::: Text under study :::

Think about it.... Only part of our personality is based on the blending of genetics that gives us an identity, makes us who we are. The rest of it is based on things that happen to us.   Events,  incidents, relationships, and experiences all give us the basis for our 'identity' to form around.  All relationships contribute to who we are; any contact with anyone even if it’s something as simple as a hello teaches us something.   There are times when it's difficult to get over a situation, so it's important we see each thing as something we needed to learn, and try to use it to get back into our lives.  If I were giving anyone advice it would be to focus on these words:  Know What You Want!  What do you want your world to look like, what would make you happy?   If we are sure of that, we will make choices that guide us in that direction.  Otherwise it leaves everything to chance...  Some of us are humans who simply have no idea what we want other than to find out what's around the next corner.
 
But I learned everything happens for a reason. Every event and association makes us who we are.  We learn from the situation and hopefully use the lesson to improve the next stop in our road of life.  We get into relationships to serve a purpose, we need something.  Whether it's a job or a personal relationship, it's simply natural for a human to seek relationships and the influence and energy of other human beings.  It gives us knowledge, something to compare our thoughts with, meet our in-the-moment needs.
 
   However,   falling in love does not make sense.  The things we learn seem to apply only to that person at that time.. All I discovered was all of the lessons happen in retrospect, and it's hard to put them into good use because we think it only applies to the person we are with!  But nature plays a  role in relationships that is almost impossible to fight!  Nature causes people (especially young people) to be eager to mate! It's a proven fact that sex comes into a boy's brain every 7 seconds, and the urge is built into girls to have a partner.  She is not told the mating part happens all the time and does not really have much to do with love.  The intensity of mating is how nature reproduces every species.  I mean, look at the praying mantis.  The female chews the head off the male while they are mating.   Did he know that would happen?  If he did, would he go ahead and woo the lady anyway?  Fact is it's hard at the time to figure it out.  Even once we have been there one would think we would be amazingly wise!  We are not. We always think:  this time will be different.  Some kind of hormone kicks in and it's off to the races.  The world will be a much different place when women learn how to fight those urges.

::: Provided material :::

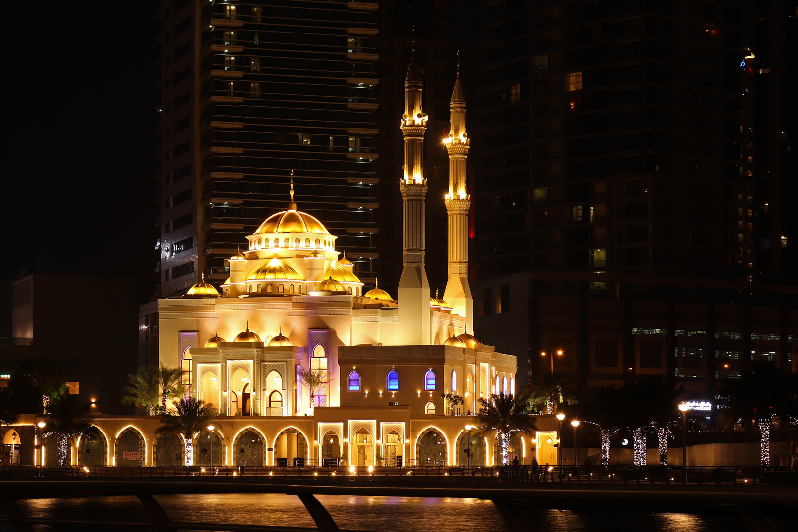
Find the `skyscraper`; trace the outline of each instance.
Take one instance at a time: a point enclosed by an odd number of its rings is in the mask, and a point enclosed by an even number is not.
[[[164,1],[158,221],[160,295],[223,282],[236,243],[297,199],[342,235],[355,271],[378,256],[371,162],[373,3]]]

:::

* **Aim of the task**
Please answer from the essay on personality and relationships: what words would the writer tell anyone to focus on as advice?

* **Response box**
"Know What You Want!"